* What you will do *
Restate the records that follow word for word; no pictures should appear.

* Given records *
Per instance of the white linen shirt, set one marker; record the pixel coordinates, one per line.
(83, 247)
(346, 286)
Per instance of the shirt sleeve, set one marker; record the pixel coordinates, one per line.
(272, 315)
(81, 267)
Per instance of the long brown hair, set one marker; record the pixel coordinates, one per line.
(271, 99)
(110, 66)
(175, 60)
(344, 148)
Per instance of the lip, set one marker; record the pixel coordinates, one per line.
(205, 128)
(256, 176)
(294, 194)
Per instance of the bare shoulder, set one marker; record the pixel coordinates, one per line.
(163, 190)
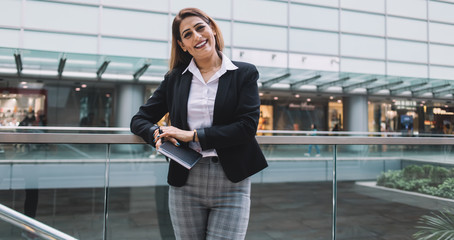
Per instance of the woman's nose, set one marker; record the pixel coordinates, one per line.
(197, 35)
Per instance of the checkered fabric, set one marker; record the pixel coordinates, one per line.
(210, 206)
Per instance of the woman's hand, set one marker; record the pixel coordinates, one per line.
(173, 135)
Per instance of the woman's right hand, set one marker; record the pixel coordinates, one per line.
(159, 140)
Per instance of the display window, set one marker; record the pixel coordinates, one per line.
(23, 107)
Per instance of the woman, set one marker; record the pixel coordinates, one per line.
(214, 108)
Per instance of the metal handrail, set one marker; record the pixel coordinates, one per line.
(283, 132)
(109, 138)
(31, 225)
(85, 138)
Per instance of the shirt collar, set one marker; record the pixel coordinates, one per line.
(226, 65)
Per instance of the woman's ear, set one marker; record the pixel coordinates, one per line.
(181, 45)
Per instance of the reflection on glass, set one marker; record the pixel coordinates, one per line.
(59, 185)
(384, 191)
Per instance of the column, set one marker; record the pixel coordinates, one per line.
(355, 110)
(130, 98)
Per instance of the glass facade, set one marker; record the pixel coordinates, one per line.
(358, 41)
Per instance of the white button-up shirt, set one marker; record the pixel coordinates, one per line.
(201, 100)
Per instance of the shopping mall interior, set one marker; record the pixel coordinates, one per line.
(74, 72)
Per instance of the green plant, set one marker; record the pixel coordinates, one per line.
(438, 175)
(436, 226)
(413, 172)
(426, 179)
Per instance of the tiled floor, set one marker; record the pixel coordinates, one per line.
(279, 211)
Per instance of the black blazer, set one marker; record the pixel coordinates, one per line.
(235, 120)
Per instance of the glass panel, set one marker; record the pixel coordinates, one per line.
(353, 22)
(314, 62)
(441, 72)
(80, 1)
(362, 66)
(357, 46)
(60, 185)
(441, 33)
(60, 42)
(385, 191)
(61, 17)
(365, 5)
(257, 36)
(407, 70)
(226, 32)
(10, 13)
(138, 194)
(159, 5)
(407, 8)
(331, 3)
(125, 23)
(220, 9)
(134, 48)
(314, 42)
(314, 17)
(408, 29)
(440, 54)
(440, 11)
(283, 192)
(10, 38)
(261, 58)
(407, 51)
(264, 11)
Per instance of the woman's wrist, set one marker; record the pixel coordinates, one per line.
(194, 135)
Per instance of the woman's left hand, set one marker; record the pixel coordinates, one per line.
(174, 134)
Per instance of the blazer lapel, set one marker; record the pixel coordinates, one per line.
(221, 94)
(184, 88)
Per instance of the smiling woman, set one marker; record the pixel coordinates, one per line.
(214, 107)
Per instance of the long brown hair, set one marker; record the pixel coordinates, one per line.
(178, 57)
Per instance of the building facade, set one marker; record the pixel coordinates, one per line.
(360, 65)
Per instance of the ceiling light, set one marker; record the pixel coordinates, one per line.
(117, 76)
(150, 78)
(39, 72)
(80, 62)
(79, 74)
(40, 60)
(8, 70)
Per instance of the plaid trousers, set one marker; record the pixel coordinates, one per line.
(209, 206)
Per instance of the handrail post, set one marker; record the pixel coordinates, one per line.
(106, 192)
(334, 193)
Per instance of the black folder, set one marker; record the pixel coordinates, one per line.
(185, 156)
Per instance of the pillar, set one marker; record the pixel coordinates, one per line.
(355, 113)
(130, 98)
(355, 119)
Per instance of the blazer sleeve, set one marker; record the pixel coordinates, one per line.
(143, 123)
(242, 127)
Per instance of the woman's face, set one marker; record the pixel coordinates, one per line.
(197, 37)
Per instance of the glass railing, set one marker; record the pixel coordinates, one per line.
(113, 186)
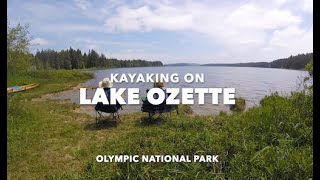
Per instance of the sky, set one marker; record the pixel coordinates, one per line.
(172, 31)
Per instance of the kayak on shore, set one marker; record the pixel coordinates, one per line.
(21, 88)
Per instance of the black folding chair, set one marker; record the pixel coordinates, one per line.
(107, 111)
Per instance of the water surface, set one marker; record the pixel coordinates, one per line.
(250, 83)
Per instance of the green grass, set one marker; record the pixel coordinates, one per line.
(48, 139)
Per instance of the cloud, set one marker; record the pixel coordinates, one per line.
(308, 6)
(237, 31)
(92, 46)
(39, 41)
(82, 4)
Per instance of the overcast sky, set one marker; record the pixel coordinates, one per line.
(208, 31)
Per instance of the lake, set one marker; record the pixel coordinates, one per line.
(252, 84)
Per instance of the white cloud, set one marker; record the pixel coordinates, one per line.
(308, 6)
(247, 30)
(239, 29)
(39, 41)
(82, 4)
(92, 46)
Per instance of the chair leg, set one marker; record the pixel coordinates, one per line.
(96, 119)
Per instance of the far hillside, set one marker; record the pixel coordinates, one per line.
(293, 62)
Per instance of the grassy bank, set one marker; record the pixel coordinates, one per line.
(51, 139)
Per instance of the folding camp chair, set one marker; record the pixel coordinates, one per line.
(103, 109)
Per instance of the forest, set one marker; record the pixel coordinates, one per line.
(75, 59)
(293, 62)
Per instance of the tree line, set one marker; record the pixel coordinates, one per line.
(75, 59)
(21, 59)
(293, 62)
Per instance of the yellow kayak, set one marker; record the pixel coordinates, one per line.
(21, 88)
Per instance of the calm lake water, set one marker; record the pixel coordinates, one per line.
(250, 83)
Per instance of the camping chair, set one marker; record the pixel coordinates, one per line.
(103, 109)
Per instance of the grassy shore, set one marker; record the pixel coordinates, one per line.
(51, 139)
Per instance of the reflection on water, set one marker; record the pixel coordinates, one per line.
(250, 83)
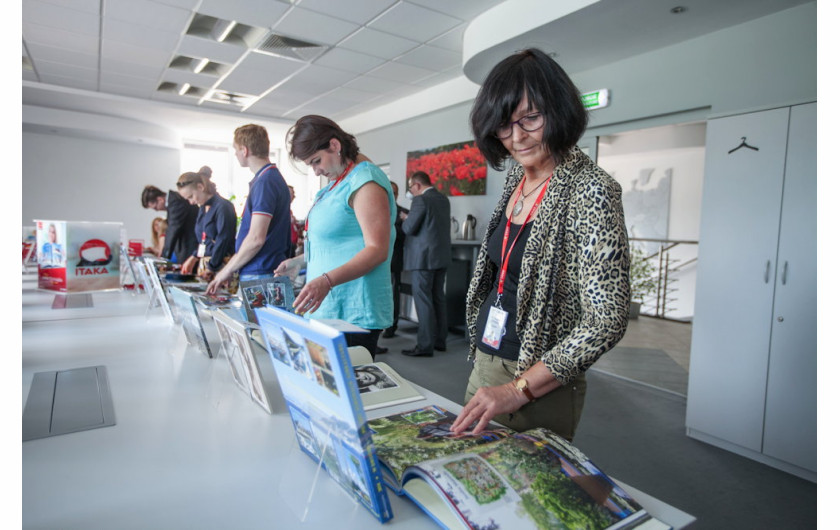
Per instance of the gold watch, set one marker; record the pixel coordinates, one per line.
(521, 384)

* Output of the exercise *
Per instance of the white linen shirt, set one marker; record the pixel coordinates, one per line.
(83, 247)
(346, 286)
Per instance of the shirt sleeve, set one marker; record the pixel coordinates, one per line.
(272, 315)
(81, 267)
Per instance of the long brown hair, set one marker; record the pixel coordinates, one per line.
(271, 99)
(110, 66)
(175, 60)
(344, 148)
Per instance of the lip, set one marker; record the pixel coordinates, one per line.
(205, 128)
(256, 176)
(294, 194)
Per instance of the bare shoulder, set one marker; record the pixel coordinates, one per line.
(163, 190)
Per instance of the woman's nose, set one marker; record the pixel coordinates, one per line.
(197, 35)
Per instance of the checkered fabric, set one marker; record the pixel coordinates, one per line.
(210, 206)
Per instance of the woman's hand, set one marker; record the pixel coordinates, one per line.
(173, 135)
Per instance of the woman's right hand, set one marker; record the pixel coordinates, one per line.
(159, 140)
Per instance of the display window, set one marker; record the pixel coordinates, one per line.
(23, 107)
Per instance of the woman, set one marker; record the pixel coordinates, one per line.
(214, 108)
Per instance of the metal handrail, set one marker; record the pixel coordinates, one per line.
(283, 132)
(109, 138)
(31, 225)
(85, 138)
Per instance of the shirt collar, set one marker; record the pixel coordinates, one per line.
(226, 65)
Per instance of the woman's ear, set one marker; record the pixel coordinates, one per line.
(181, 45)
Per instance of the reflection on glass, set one marker; record the pixel coordinates, one per line.
(59, 185)
(384, 191)
Per instance of the column, set one marker; record the pixel coordinates, one per line.
(355, 110)
(130, 98)
Per instance of the glass facade, set one marker; record the pixel coordinates, one per line.
(358, 41)
Per instance of the white button-up shirt, set one marker; record the pixel coordinates, one per line.
(201, 100)
Per instance of the shopping mall interior, set one marker; record the pixel coordinates, one per line.
(74, 72)
Per instance of the green plant, set one marker; record the pixel coordinates, one per line.
(438, 175)
(436, 226)
(413, 172)
(426, 179)
Per instance of the tiled floor, set one marker; record the pixel coordinates, one per line.
(279, 211)
Per instance of the black blazer, set one marker; record the pixel coordinates, one per line.
(235, 120)
Per instance of the glass panel, set one marker; record the pixel coordinates, one per line.
(353, 22)
(314, 62)
(441, 72)
(80, 1)
(362, 66)
(357, 46)
(60, 185)
(441, 33)
(60, 42)
(385, 191)
(61, 17)
(365, 5)
(257, 36)
(407, 70)
(226, 32)
(10, 13)
(138, 194)
(159, 5)
(407, 8)
(331, 3)
(125, 23)
(220, 9)
(134, 48)
(314, 42)
(314, 17)
(408, 29)
(440, 54)
(440, 11)
(283, 192)
(10, 38)
(261, 58)
(407, 51)
(264, 11)
Per instance of the woman's wrist, set one marker; record the pixel coordinates, one per line.
(194, 135)
Per instance of the woman's left hand, set one marker; record the pixel coordinates, one per line.
(174, 134)
Per instance of the blazer lapel, set one marker; record the pixel coordinates, one per line.
(221, 94)
(184, 88)
Per instance of the smiling woman, set one marker; record the pixel coordinates, one per line.
(214, 107)
Per instance of the long brown hair, set one marker; record the pixel coordinates, one per line.
(178, 57)
Per instance of the building facade, set one marker; record the pixel coordinates, one per line.
(360, 65)
Per instance of the ceiling light, set one marker; record the pixel coordinates, one per line.
(117, 76)
(150, 78)
(39, 72)
(80, 62)
(79, 74)
(40, 60)
(8, 70)
Per instance of the plaid trousers, set one marker; record the pixel coordinates, one per line.
(209, 206)
Per instance of the handrail post, set one marker; record the pixel coordinates, one per line.
(106, 192)
(334, 193)
Per instance of the black folder, set one marker; record the pixel coordinates, one per line.
(185, 156)
Per instance of the pillar, set one marker; record the pixel coordinates, one per line.
(355, 113)
(130, 98)
(355, 119)
Per instance of the blazer sleeve, set one marker; record the pixel coordinates, one per line.
(143, 123)
(242, 127)
Per instance of the woman's face, set one marker; record the pixel coordinates, one per line.
(197, 37)
Per instance of the glass railing, set one marker; record the pixel coordinates, one per line.
(113, 186)
Per instance of the sky, set one marker; record the pixel coordinates, one per line.
(172, 31)
Per instance of the kayak on shore, set one marker; record the pixel coordinates, one per line.
(21, 88)
Per instance of the black folding chair, set one marker; record the pixel coordinates, one per line.
(107, 111)
Per instance of the water surface, set one marker; record the pixel coordinates, one per line.
(250, 83)
Per instance of the green grass, set one marker; record the pixel coordinates, one per line.
(48, 139)
Per instance of the cloud, set one marker; record the pixel coordinates, one per line.
(308, 6)
(237, 31)
(92, 46)
(39, 41)
(82, 4)
Per instance of the overcast sky, set one marker; record the pixel coordinates, one per line.
(208, 31)
Per instance of the lake, set one marker; record the pixel coordinates, one per line.
(252, 84)
Per instance of the white cloud, set one marker; record the pixel coordinates, one per line.
(308, 6)
(247, 30)
(239, 29)
(39, 41)
(82, 4)
(92, 46)
Per instance of the chair leg, set one marker; record the pixel coordinates, one per line.
(96, 119)
Per instance of the far hillside, set one marker; record the pixel coordinates, one per line.
(293, 62)
Per instance of the grassy bank, set one marker; record the pixel coordinates, one per line.
(51, 139)
Per instance of the folding camp chair, set one marker; record the pixel coordinates, one per line.
(103, 109)
Per instance of the forest, set one marker; record the pixel coordinates, one per line.
(75, 59)
(293, 62)
Per instance of the tree line, set one marker; record the pixel coordinates, one per line.
(75, 59)
(21, 59)
(293, 62)
Per instance of the yellow kayak, set one marker; record the pixel coordinates, one per line.
(21, 88)
Per instance of the calm lake water, set one marker; record the pixel coordinates, one per line.
(250, 83)
Per instance of the camping chair, set one marker; record the pixel coordinates, one per line.
(103, 109)
Per instance of the grassy shore, set one marker; record the pixel coordinates, one per line.
(51, 139)
Per instance of the reflection on water, set one marker; record the pixel coordinates, one per line.
(250, 83)
Per instance of the gold watch, set one marker; record the pixel coordinates, one per line.
(521, 384)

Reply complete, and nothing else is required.